SET OF TASKS -
#1 Answer these questions from the thread about JIT-generated ARM64 code:
(a) How many of the mov instructions does the writer call redundant?
(b) What does the writer suspect causes the JIT to emit them?
(c) What day is given as the deadline for the PR?
#2 Using the thread about JIT-generated ARM64 code, list each distinct instruction mnemonic in the generated code listing, one time each.
#3 Continue the thread about JIT-generated ARM64 code from its last line.
━━ SELECTED EXTRACT
Here is a link to proof-of-concept code: https://gist.github.com/echesakovMSFT/b27ed28024091472db6d3ca007f34a6d#file-program-cs

There code that JIT generates for the part computing the index as follows:

4EB01E11 mov v17.16b, v16.16b 6F174611 sri v17.8h, v16.8h, #9 0E212A30 xtn v16.8b, v17.8h 0EB01E11 mov v17.8b, v16.8b 2F164611 sri v17.4h, v16.4h, #10 0EB11E30 mov v16.8b, v17.8b 0E212A10 xtn v16.8b, v16.8h 0EB01E11 mov v17.8b, v16.8b 2F144611 sri v17.4h, v16.4h, #12 0EB11E30 mov v16.8b, v17.8b 2F385630 sli v16.2s, v17.2s, #24 2E604A10 clz v16.4h, v16.4h 0E063E00 umov w0, v16.h[1]

The five movs are redundant and shouldn't be there - I am working on analysing why JIT emits them (I suspect this is how we handle BuildDelayFreeUses). Theoretically, the code should contain only 3 x sri, 2 x xtn, 1 x sli, 1 x clz and 1 x umov instructions.

@TamarChristinaArm Do you see any issue with this approach? Aside from only supporting little-endian.

This code also allows to compute mask non-ascii bytes by replacing

ushort index = AdvSimd.LeadingZeroCount(shiftToLeftAndInsert).GetElement(1);

with

ushort mask = shiftToLeftAndInsert.GetElement(1);

Although, the mask will be reversed in this case mask.15 correspond to lane[0].7 and mask.0 corresponds to lane[15].7

I'd actually like to get this PR in soon, considering our deadline is Friday. I'm thinking I'll file a follow-up issue to investigate this improvement and the improvements suggested in #39507. How does that sound?

How does that sound?

@pgovind Sure, to clarify I was not suggesting to incorporate the algorithm right now. I understand that this would be an unreasonable ask.
━━━━
━━ DATA LISTING
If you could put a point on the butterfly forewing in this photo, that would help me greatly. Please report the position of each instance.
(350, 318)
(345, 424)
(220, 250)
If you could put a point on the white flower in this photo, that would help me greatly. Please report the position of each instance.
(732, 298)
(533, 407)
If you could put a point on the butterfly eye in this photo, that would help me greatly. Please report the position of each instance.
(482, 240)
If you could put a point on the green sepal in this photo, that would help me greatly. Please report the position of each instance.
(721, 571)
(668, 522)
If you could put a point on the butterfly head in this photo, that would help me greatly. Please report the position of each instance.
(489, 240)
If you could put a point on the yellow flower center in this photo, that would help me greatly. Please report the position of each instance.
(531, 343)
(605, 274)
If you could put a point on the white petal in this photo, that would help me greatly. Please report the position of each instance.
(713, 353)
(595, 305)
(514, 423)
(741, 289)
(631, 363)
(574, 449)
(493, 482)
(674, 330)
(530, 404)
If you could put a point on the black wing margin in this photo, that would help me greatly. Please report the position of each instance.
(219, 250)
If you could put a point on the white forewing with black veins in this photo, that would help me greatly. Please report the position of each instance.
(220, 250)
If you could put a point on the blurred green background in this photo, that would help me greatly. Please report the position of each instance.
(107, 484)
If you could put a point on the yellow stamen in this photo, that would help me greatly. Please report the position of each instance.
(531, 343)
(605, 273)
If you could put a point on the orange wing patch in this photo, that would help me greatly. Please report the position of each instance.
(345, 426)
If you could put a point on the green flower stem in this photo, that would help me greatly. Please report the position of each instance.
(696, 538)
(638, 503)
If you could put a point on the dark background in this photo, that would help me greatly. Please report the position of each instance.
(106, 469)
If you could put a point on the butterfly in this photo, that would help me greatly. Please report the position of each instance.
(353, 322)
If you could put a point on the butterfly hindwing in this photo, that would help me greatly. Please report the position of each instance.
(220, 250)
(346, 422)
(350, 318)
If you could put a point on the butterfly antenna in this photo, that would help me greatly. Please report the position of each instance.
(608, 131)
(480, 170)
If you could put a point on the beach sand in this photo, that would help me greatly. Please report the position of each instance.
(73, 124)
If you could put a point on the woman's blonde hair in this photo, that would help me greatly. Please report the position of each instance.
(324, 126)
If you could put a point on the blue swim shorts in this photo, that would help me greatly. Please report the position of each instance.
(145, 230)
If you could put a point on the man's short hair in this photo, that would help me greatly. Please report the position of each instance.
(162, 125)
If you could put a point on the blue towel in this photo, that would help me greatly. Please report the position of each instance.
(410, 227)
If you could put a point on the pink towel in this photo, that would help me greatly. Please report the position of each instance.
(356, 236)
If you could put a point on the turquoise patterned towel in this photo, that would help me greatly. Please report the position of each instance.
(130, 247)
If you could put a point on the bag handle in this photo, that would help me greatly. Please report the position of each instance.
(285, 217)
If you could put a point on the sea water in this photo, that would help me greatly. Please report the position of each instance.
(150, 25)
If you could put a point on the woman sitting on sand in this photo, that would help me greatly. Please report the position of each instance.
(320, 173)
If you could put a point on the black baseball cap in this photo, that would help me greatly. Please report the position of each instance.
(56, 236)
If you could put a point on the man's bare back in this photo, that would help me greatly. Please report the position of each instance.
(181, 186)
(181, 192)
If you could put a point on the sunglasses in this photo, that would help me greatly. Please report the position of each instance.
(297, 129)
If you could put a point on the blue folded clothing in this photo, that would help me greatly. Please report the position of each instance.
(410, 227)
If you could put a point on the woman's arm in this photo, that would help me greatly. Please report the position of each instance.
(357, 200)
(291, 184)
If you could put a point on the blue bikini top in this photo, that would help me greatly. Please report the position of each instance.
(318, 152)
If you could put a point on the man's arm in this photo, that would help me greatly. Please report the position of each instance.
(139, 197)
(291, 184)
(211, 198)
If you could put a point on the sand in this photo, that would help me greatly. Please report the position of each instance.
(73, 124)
━━━━
ANSWERS FOR THE EXERCISE -
#1
(a) Five.
(b) The way BuildDelayFreeUses is handled.
(c) Friday.

#2 mov, sri, xtn, sli, clz, umov

#3
But I can explain motivation and how I discovered this approach. I was trying to find a way to avoid doing this in your code

ulong mask = extractedBits.AsUInt64().ToScalar(); // calculate the index int index = BitOperations.TrailingZeroCount(mask) >> 2;

since a call to BitOperations.TrailingZeroCount(mask) is not free and use AdvSimd.LeadingZeroCount instead.

It turns out that I ended up with a completely different approach.
We can follow up on this in .NET 6.

@echesakovMSFT In and out of itself the TrailingZeroCount isn't that bad because the integer version of clz is twice as fast as the simd version of clz in your example. so the rbit+clz on the genreg side is about as efficient as the clz on the SIMD side from your example (looking at a Neoverse-N1).

The example you have, while it avoids having to load the mask ends up with 7 instructions that are 2 cycles each and the sri and sli go down the same pipe so they can't be executed in parallel.

so I think if you amortize the cost of the mask that sequence will end up being slower.

That said, you can improve this sequence further. The issue here isn't the use of a mask, it's the use of a mask that can't be created in register. Instead take a look at the sequence I pasted #39507 (comment) which also avoid the TrailingZeroCount (on big endian) by using a different mask (which is also created without requiring a load). That is a sequence of 6 cycles and only blocks V1 once.

But looking at the overall algorithm, the majority of the cases don't require the actual index yet (with which I mean, you only check if it contains it or not...). The helper function should really end at the .ToScalar(); and ContainsNonAsciiByte_AdvSimd should really just be != 0.

Also what is the expected loop iterations? if you expect the majority of the characters to be ascii then the implementation is not really taking advantage of that.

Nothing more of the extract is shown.